> **Problem set**:
- 1) Write out the coprolalia text word for word from "An international, multi-site" to "with only Tourette's.".
- 2) In the coprolalia text, what share of people with uncomplicated ("pure") Tourette's had coprolalia?

> **Page text**:
○ ○ ○ ○ ○

There is a low number of epidemiological studies on Tourette syndrome due to ascertainment bias affecting clinical studies. Studies on people with Tourette's often "came from tertiary referral samples, the sickest of the sick". Further, the criteria for Tourette's syndrome changed in 2000 when the impairment criterion was removed from the DSM-IV-TR for all tic disorders. This resulted in an increase of diagnoses in milder cases. Additionally, many clinical studies suffer from small sample size. These factors combine to render older estimates of coprolalia occurrences outdated.

An international, multi-site database of 3,500 individuals with Tourette syndrome drawn from clinical samples found 14% of people with Tourette's accompanied by comorbid conditions had coprolalia, while only 6% of those with uncomplicated ("pure") Tourette's had coprolalia. The same study found that the chance of having coprolalia increased linearly with the number of comorbid conditions: individuals with four or five other conditions—in addition to tics—were four to six times more likely to have coprolalia than persons with only Tourette's.

○ ○ ○ ○ ○

> **Given data**:
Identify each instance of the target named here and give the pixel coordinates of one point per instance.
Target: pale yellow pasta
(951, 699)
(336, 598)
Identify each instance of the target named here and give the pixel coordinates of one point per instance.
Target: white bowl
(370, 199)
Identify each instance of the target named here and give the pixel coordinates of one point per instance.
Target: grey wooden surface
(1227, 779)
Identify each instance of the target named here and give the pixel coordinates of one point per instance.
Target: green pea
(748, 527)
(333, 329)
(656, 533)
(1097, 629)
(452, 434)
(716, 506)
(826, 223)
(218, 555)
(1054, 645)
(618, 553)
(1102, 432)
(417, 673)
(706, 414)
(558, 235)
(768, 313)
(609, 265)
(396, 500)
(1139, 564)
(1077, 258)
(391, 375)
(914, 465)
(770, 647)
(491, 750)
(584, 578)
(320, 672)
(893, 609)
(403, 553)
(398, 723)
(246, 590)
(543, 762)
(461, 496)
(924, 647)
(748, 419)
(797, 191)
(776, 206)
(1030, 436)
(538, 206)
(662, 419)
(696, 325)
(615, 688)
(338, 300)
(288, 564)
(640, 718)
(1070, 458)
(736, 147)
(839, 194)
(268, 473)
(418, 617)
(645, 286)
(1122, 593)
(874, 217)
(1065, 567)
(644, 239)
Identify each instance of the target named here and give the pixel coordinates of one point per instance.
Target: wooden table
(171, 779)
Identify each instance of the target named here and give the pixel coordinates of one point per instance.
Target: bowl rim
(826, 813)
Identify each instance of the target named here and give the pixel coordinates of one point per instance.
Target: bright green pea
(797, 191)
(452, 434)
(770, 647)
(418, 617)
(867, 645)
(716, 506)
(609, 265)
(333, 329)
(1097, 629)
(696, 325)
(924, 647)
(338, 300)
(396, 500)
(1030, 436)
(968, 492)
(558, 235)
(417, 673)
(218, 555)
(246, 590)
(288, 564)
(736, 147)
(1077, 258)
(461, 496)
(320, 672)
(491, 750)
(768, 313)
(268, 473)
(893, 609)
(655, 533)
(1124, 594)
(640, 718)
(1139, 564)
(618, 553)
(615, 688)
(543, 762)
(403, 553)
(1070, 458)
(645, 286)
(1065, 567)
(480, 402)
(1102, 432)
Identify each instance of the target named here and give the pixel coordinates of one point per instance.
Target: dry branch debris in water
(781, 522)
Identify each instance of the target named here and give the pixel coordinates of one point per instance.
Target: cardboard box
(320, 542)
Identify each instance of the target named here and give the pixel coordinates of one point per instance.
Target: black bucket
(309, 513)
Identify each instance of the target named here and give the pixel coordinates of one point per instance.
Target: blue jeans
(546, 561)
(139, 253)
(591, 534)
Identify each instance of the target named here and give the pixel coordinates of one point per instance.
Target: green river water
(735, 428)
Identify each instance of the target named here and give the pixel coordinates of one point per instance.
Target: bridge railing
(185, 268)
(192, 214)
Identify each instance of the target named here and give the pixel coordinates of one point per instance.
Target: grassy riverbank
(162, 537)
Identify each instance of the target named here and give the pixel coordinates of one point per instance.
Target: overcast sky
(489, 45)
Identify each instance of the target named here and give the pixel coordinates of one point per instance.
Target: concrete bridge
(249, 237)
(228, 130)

○ ○ ○ ○ ○

> **Your responses**:
- 1)
An international, multi-site database of 3,500 individuals with Tourette syndrome drawn from clinical samples found 14% of people with Tourette's accompanied by comorbid conditions had coprolalia, while only 6% of those with uncomplicated ("pure") Tourette's had coprolalia. The same study found that the chance of having coprolalia increased linearly with the number of comorbid conditions: individuals with four or five other conditions—in addition to tics—were four to six times more likely to have coprolalia than persons with only Tourette's.

- 2) 6%